Point localization data
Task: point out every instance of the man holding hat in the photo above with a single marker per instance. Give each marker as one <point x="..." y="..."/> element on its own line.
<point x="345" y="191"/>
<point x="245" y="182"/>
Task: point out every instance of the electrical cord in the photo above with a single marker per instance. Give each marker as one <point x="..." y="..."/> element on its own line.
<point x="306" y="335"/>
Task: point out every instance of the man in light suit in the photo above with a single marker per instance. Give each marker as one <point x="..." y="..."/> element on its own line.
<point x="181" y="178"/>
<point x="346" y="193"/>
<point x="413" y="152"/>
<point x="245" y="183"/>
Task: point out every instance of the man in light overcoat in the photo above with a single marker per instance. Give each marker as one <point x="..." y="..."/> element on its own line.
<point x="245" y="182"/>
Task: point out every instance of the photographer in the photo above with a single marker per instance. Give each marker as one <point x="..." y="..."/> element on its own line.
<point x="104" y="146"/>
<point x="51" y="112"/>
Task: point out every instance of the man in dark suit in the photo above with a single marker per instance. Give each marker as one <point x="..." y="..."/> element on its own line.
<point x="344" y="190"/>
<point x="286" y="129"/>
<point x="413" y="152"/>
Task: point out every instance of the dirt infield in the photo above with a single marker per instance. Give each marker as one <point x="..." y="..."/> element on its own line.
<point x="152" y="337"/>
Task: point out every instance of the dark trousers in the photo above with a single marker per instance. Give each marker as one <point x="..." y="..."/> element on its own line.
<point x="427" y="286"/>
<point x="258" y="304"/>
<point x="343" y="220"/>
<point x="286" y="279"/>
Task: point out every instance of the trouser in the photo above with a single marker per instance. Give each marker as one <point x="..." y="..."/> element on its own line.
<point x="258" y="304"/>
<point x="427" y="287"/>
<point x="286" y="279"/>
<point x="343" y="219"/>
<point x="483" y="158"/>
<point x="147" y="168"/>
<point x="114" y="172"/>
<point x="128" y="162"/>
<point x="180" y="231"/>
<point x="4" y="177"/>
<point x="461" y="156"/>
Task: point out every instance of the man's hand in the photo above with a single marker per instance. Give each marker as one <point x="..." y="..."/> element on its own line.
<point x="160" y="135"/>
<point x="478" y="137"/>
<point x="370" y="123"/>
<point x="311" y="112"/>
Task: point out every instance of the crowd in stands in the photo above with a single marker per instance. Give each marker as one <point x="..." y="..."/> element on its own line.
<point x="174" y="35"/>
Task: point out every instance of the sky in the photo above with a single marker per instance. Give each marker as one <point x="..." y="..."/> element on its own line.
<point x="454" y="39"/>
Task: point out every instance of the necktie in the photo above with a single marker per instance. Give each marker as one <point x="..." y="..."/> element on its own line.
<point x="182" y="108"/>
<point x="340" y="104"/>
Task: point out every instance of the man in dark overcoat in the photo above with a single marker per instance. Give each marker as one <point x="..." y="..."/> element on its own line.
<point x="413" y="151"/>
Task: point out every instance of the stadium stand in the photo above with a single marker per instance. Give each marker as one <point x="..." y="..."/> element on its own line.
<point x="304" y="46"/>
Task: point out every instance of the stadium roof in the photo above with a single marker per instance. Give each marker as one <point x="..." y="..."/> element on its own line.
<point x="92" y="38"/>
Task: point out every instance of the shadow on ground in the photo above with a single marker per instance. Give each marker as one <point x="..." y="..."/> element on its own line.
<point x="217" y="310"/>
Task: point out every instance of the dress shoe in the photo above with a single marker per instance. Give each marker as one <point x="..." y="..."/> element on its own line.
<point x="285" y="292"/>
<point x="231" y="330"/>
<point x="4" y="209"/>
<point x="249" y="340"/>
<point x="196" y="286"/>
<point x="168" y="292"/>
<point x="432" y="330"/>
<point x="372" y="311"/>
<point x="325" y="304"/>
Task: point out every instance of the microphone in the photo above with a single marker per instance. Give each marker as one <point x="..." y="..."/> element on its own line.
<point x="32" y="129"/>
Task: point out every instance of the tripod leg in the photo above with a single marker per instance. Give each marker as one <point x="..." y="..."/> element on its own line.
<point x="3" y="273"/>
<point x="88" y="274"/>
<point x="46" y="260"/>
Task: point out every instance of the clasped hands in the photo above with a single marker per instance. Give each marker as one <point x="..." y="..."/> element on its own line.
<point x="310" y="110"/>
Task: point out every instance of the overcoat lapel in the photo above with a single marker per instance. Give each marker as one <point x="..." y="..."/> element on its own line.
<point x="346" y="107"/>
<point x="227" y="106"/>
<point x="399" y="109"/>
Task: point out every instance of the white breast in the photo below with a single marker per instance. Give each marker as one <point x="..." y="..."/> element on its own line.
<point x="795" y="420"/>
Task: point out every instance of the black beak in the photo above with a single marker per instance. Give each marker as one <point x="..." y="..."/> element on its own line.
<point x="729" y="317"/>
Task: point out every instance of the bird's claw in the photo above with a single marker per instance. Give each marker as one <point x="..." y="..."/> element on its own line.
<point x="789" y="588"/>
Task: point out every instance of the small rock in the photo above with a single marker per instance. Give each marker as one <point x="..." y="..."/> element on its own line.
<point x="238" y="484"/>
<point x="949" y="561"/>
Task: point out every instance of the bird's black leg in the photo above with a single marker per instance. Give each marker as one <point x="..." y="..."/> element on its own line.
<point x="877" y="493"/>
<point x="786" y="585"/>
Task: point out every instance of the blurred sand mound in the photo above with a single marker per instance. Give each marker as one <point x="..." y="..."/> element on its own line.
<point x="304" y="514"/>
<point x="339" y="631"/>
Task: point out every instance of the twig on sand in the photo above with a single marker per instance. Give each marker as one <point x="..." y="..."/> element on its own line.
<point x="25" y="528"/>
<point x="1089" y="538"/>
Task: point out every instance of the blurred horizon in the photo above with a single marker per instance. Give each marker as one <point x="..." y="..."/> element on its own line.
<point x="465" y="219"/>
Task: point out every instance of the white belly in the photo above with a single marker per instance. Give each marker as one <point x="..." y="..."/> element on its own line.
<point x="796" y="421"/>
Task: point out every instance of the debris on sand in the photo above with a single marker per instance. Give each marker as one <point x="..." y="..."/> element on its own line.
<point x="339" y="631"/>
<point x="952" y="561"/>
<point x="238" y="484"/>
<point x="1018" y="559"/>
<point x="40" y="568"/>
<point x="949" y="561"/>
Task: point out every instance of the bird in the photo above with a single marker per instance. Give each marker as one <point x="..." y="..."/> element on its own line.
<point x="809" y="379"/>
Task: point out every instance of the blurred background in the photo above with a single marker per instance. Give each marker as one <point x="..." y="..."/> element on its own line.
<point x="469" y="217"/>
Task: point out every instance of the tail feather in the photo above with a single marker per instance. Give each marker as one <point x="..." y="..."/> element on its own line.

→ **Required work**
Reproduce every line of the data so that nothing differs from the original.

→ **Expected answer**
Task: point out every instance of the man holding hat in the photo above with a single marker per instance. Give each marker as one <point x="..." y="..."/> element on its own line.
<point x="345" y="191"/>
<point x="245" y="182"/>
Task: point out every instance of the electrical cord in the photo above with a single marker per instance. Give each marker as one <point x="..." y="..."/> element on its own line.
<point x="306" y="335"/>
Task: point out every instance of the man in light suit in the photo above with a single marker per instance. Give each marker as one <point x="..." y="..."/> element on its own line.
<point x="181" y="178"/>
<point x="346" y="193"/>
<point x="413" y="152"/>
<point x="245" y="183"/>
Task: point out every instance of the man in light overcoat in the photo above with a single marker per instance. Give each marker as one <point x="..." y="..."/> element on its own line.
<point x="245" y="182"/>
Task: point out every instance of the photographer in the photo above with a single marker per instance. Give each marker as one <point x="..." y="..."/> element on its own line.
<point x="104" y="146"/>
<point x="51" y="112"/>
Task: point out every instance of the man in dark suit in the photo above with a single marker per instance. Give each marker as one <point x="..." y="..."/> element on its own line.
<point x="344" y="190"/>
<point x="286" y="129"/>
<point x="413" y="152"/>
Task: point out every instance of the dirt infield in the photo above with a single marker per instance. Give each marker as one <point x="..." y="..."/> element on its own line.
<point x="152" y="337"/>
Task: point out every instance of the dark trousers in the photo above with a single marker per instance. Give each marker as one <point x="..." y="..."/> element on its own line.
<point x="427" y="286"/>
<point x="258" y="304"/>
<point x="343" y="220"/>
<point x="286" y="279"/>
Task: point out every instance of the trouser in the photo above with a single marker per instance. Give each marker as one <point x="..." y="..."/> element on its own line.
<point x="258" y="304"/>
<point x="427" y="287"/>
<point x="286" y="279"/>
<point x="343" y="219"/>
<point x="483" y="158"/>
<point x="147" y="168"/>
<point x="114" y="172"/>
<point x="128" y="162"/>
<point x="180" y="231"/>
<point x="4" y="177"/>
<point x="461" y="156"/>
Task: point out every instance of the man's hand in the photo above with a single marker per instance. Give each marker as one <point x="..." y="..."/> element on its own line.
<point x="160" y="135"/>
<point x="478" y="137"/>
<point x="370" y="123"/>
<point x="311" y="112"/>
Task: point out every instance of the crowd in stands in the photo above with a single marker per instance. Give each marker as one <point x="..." y="..."/> element on its own line.
<point x="174" y="35"/>
Task: point out every instance of the sky in the photo above with a single marker per instance. Give each marker as one <point x="..." y="..."/> element on its own line.
<point x="454" y="39"/>
Task: point out every instance of the necktie in the photo above with a single marker per instance. Give each marker as one <point x="..." y="..."/> element on its own line.
<point x="182" y="108"/>
<point x="340" y="104"/>
Task: point out every instance of the man in dark overcoat in the photo above with a single marker per instance. Give each marker as one <point x="..." y="..."/> element on its own line.
<point x="413" y="151"/>
Task: point out every instance of the stadium stand in the photo above with a single marker per instance. Give each marker as one <point x="..." y="..."/> element on its own line.
<point x="304" y="46"/>
Task: point out every instance of the stadium roof in the photo above with a single marker per instance. Give each marker as one <point x="..." y="..."/> element on its own line.
<point x="92" y="38"/>
Task: point out every instance of the shadow on ground in the photo above with a single marker per instance. Give each marker as one <point x="..." y="..."/> element on its own line.
<point x="217" y="310"/>
Task: point out every instance of the dress shoe in the photo above with a single marker per instance. Give each marker as one <point x="..." y="..."/> element on its own line.
<point x="285" y="292"/>
<point x="231" y="330"/>
<point x="4" y="209"/>
<point x="249" y="340"/>
<point x="196" y="286"/>
<point x="168" y="292"/>
<point x="432" y="330"/>
<point x="372" y="311"/>
<point x="325" y="304"/>
Task: point out every instance of the microphone in the photo above with a single marker per instance. Give each marker as one <point x="..." y="..."/> element on its own line.
<point x="32" y="129"/>
Task: point out every instance of the tripod leg in the photo above with a single marker per instance. Give each marker as one <point x="..." y="..."/> element on its own line.
<point x="3" y="273"/>
<point x="88" y="274"/>
<point x="46" y="260"/>
Task: point out every instance of the clasped hands in the photo above with a single marker per instance. Give each marker as one <point x="..." y="..."/> element on its own line.
<point x="310" y="110"/>
Task: point out every instance of the overcoat lapel in the photo above with a single marker per instance. Give each marker as one <point x="..." y="..."/> element on its own line.
<point x="346" y="107"/>
<point x="227" y="106"/>
<point x="399" y="109"/>
Task: point out every instance of the white breast in the photo below with a single marker per instance. Give each marker as one <point x="..." y="..."/> element on its own line.
<point x="795" y="420"/>
Task: point out every instance of the black beak in the photo above with a single marker per instance. Give each marker as one <point x="..." y="..."/> element on its own line.
<point x="729" y="317"/>
Task: point out every instance of the bird's claw in the photo above with a single marker per instance. Give each marker as one <point x="..." y="..."/> element on its own line.
<point x="789" y="588"/>
Task: point out every instance of the small rock in the photo above with a single marker per instance. Give each marker as one <point x="..." y="..."/> element on its own line.
<point x="238" y="484"/>
<point x="949" y="561"/>
Task: point out every instance of the bird's black leg in the photo above with a single marker per instance. Give each marker as one <point x="..." y="..."/> element on its own line.
<point x="877" y="493"/>
<point x="786" y="585"/>
Task: point out every instance of the blurred sand mound in the photo above with a single marker per instance. Give each marker as one <point x="..." y="..."/> element on its own line.
<point x="304" y="514"/>
<point x="339" y="631"/>
Task: point out every instance of the twig on sand in the photo above with a single marker per instance. Give each marker as one <point x="..." y="..."/> element on its own line.
<point x="25" y="528"/>
<point x="1089" y="538"/>
Task: point out every instance of the blurred horizon in the photo above with a single marker per instance. Give each marker as one <point x="..." y="..."/> element on its own line.
<point x="465" y="219"/>
Task: point out every instance of the white belly in the photo above with a single marker per instance. Give each marker as one <point x="..." y="..."/> element on its own line.
<point x="796" y="421"/>
Task: point out every instance of the debris on sand in the photo above with a single marker per instance. Give each marker as one <point x="..." y="..."/> element on its own line.
<point x="339" y="631"/>
<point x="952" y="561"/>
<point x="238" y="484"/>
<point x="1018" y="559"/>
<point x="40" y="568"/>
<point x="949" y="561"/>
Task: point out every instance of the bird in the photo above with a single marker per instance. Give each marker as one <point x="..." y="..."/> element on its own line.
<point x="809" y="379"/>
Task: point out every instance of the blurred background in the photo above with a single marker per instance. Give each marker as one <point x="..." y="..."/> element on its own line.
<point x="469" y="217"/>
Task: point out every instance of the tail feather in the photo above with a single marker per instance. Give each marker as one <point x="..." y="..."/> element on its own line.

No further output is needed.